= Passage given =
Got the pics of what I think is a fake E2E uploaded, but am still trying to figure out how to show them here from the Photobucket site. I'm going to have to try again after work...


----------



## Kenpcfl (Feb 1, 2009)

*Re: Surefire Counterfiets???*



TMedina said:


> If you're concerned, you can always contact SF and check that serial number.
> 
> -Trevor


 
Do all SureFire's contain individual serial numbers?


----------



## Monocrom (Feb 1, 2009)

*Re: Surefire Counterfiets???*



kaichu dento said:


> What would be the difference between the fakes and the clones?


 
A fake is designed to fool you into thinking you are getting the real McCoy. Fakes will even go so far as to have the Surefire web address printed onto the very top of the metal portion on the tailcap.

A clone simply resembles the real thing. I've seen SF 6P clones that had "CREE" printed across their bodies. Otherwise, they looked just like a real 6P. 

With a clone, you know you're not buying a genuine Surefire. With a fake, you're being cheated out of your money because it was made to make you think it's a genuine Surefire.

*EDIT ~*
** 
Oops! Missed Marduke's earlier post above.


----------



## Kenpcfl (Feb 2, 2009)

Okay....newbie here.  
I asked this above and no one answered. I'll try again.

Do SureFire lights contain individual serial numbers?


----------



## seattlite (Feb 2, 2009)

*Re: Surefire Counterfiets???*

Here is a pic of an M972 clone with "full trades":

Bottom light:






Just the body M972 clone body with a PKEF head





Build quality of the KT4 clone head is pretty DANG GOOD. The head isn't compatible with any of the SF Lamp Assemblies, but machining and finish is pretty nice.


----------



## DM51 (Feb 2, 2009)

Kenpcfl said:


> Do SureFire lights contain individual serial numbers?


Yes


----------



## sappyg (Feb 2, 2009)

kaichu dento said:


> Got the pics of what I think is a fake E2E uploaded, but am still trying to figure out how to show them here from the Photobucket site. I'm going to have to try again after work...

= Dataset entries =
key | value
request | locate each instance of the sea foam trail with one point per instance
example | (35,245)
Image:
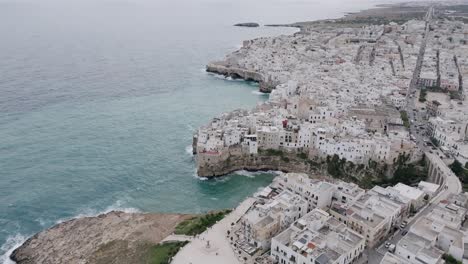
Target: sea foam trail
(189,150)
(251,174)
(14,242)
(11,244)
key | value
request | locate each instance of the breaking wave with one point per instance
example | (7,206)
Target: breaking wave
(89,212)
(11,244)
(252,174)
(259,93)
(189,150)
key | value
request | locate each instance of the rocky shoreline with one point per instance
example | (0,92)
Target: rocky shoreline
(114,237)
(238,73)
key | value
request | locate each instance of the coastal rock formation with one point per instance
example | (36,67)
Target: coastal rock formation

...

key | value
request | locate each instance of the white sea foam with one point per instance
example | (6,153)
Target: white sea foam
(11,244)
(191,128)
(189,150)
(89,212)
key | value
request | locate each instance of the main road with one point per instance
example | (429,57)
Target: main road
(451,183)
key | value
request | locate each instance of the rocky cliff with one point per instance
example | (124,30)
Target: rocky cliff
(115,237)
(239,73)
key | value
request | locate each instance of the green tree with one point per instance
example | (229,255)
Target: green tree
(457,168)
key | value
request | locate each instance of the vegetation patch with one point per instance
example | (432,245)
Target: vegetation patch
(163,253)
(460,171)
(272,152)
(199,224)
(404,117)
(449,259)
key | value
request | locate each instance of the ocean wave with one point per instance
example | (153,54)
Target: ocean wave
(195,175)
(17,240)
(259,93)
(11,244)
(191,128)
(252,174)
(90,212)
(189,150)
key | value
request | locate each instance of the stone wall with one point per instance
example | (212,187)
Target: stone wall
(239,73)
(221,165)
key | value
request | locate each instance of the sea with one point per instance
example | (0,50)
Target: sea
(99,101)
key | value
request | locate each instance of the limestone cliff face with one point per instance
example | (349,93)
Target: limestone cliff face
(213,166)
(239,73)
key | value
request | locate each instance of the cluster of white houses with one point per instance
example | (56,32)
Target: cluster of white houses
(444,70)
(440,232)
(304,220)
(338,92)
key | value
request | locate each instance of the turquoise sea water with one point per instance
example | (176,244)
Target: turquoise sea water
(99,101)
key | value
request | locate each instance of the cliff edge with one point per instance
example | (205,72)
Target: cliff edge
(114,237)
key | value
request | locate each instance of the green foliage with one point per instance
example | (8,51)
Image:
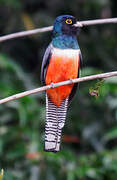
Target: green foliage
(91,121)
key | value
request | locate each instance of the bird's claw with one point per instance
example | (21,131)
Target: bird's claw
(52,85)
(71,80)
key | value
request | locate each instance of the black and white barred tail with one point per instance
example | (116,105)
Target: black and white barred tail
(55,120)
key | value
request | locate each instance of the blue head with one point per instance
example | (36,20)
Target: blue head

= Exercise aim =
Answer these from the flashlight forum thread:
(a) What does Monocrom say fakes will sometimes have printed on the very top of the metal part of the tailcap?
(b) What word did the SF 6P clones Monocrom saw have printed across their bodies?
(c) According to seattlite, does the KT4 clone head work with any of the SF Lamp Assemblies?
The rows aren't needed for this.

= Answer in full =
(a) The Surefire web address.
(b) "CREE."
(c) No, it isn't compatible with any of them.